### Lines from a collection
***

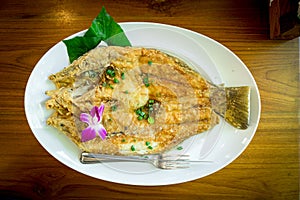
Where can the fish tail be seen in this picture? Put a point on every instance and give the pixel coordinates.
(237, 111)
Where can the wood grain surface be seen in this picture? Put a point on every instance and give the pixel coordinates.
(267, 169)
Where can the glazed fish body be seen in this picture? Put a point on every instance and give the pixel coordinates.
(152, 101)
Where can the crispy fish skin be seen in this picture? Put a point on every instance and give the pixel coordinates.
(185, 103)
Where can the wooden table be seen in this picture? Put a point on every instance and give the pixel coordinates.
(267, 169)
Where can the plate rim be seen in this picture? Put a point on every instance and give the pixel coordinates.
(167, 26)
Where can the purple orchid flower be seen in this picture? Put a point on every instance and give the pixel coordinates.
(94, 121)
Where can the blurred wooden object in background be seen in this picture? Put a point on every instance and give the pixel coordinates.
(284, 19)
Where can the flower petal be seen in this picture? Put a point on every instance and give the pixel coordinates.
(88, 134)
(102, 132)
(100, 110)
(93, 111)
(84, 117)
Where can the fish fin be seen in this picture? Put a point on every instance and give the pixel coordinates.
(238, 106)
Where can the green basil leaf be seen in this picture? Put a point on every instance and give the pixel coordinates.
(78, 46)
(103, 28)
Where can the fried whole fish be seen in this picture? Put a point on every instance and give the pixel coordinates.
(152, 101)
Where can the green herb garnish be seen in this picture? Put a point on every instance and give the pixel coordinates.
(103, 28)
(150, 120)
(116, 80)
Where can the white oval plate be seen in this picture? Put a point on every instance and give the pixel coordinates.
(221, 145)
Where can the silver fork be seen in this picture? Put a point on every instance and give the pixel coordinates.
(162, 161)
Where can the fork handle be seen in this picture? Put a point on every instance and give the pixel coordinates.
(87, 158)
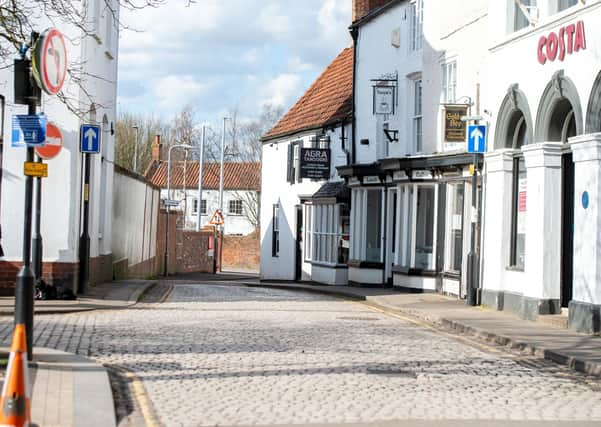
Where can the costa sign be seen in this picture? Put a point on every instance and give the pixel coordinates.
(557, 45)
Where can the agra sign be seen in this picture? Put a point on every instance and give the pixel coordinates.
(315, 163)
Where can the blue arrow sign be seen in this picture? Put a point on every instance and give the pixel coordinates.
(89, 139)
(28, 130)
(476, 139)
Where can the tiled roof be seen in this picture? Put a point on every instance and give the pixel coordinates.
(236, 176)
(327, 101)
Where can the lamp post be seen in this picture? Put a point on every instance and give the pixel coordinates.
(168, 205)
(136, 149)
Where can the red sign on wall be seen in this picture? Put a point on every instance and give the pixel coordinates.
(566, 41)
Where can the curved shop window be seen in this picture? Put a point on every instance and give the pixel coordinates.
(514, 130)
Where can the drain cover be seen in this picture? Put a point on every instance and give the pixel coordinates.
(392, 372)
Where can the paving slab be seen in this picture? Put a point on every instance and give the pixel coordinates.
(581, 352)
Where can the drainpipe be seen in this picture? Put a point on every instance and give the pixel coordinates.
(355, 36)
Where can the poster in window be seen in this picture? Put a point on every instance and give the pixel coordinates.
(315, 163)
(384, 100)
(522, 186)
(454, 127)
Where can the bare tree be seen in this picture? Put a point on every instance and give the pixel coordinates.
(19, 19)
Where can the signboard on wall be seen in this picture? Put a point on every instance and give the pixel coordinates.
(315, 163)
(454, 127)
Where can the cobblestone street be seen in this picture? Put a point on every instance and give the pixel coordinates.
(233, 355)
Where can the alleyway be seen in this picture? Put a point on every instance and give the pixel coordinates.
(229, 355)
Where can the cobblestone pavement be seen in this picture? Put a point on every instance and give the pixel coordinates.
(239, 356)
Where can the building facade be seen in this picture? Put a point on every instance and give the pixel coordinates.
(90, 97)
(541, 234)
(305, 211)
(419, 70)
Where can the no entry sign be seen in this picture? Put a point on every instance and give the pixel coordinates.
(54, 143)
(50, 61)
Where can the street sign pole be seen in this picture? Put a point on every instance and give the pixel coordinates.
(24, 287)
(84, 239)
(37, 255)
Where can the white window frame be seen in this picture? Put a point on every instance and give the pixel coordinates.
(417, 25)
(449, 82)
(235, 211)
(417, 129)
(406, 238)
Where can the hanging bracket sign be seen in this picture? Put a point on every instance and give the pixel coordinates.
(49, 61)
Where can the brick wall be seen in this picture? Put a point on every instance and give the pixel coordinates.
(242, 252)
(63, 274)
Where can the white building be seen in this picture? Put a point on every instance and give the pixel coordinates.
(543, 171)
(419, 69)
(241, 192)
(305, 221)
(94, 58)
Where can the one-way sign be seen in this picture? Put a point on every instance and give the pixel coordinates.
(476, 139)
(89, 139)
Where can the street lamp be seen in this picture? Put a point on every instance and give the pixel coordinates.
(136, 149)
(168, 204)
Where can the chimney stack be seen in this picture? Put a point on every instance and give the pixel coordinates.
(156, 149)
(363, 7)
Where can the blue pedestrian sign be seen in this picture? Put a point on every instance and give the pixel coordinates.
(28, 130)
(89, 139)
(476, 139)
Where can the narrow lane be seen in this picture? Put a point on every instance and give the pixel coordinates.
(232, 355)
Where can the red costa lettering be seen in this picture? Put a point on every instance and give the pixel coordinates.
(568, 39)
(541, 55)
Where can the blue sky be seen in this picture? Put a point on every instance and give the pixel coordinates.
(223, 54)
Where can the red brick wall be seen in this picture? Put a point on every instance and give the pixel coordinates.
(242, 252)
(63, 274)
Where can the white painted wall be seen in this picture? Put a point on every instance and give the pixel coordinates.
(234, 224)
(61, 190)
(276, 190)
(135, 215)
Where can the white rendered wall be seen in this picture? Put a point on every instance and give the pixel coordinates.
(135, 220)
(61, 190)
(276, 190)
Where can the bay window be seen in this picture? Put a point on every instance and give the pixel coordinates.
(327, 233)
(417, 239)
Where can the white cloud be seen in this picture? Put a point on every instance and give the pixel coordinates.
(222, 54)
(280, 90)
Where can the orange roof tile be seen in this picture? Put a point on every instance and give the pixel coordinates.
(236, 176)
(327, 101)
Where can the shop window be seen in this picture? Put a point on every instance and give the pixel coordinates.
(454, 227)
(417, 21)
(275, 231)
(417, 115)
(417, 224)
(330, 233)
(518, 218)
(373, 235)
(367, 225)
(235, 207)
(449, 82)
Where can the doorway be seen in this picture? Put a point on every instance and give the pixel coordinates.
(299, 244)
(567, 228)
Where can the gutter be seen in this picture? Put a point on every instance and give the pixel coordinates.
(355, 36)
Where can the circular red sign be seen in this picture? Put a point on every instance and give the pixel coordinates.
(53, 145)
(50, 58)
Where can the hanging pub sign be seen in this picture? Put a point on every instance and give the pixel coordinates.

***

Write out word for word every line from the one containing "Where can the white cloud" through the last line of the set, including both of those lines.

### EXERCISE RESULT
Where can the white cloud be seen in this picture? Put a point on every instance and give the pixel coordinates.
(222, 54)
(280, 90)
Where can the orange roof tile be seen in this picture? Put a point on every instance and give the pixel coordinates.
(236, 176)
(327, 101)
Where can the shop window be seen in this picture? Put a point on every instance and give the pixel coordinates.
(454, 227)
(417, 21)
(275, 231)
(417, 115)
(417, 224)
(330, 233)
(518, 218)
(373, 235)
(367, 225)
(235, 207)
(449, 82)
Where can the doorway be seen in this picture? Put a point on every instance and give the pixel coordinates.
(299, 244)
(567, 228)
Where can the gutter be seen in this picture? Put a point on every instance and give the pixel coordinates.
(355, 36)
Where can the circular red sign be seen in this picture? Put a point on every instance and give the pixel coordinates.
(53, 145)
(50, 58)
Where can the hanging pub sign be seen in this picture? Put a point on every instance and give the pixel coordinates.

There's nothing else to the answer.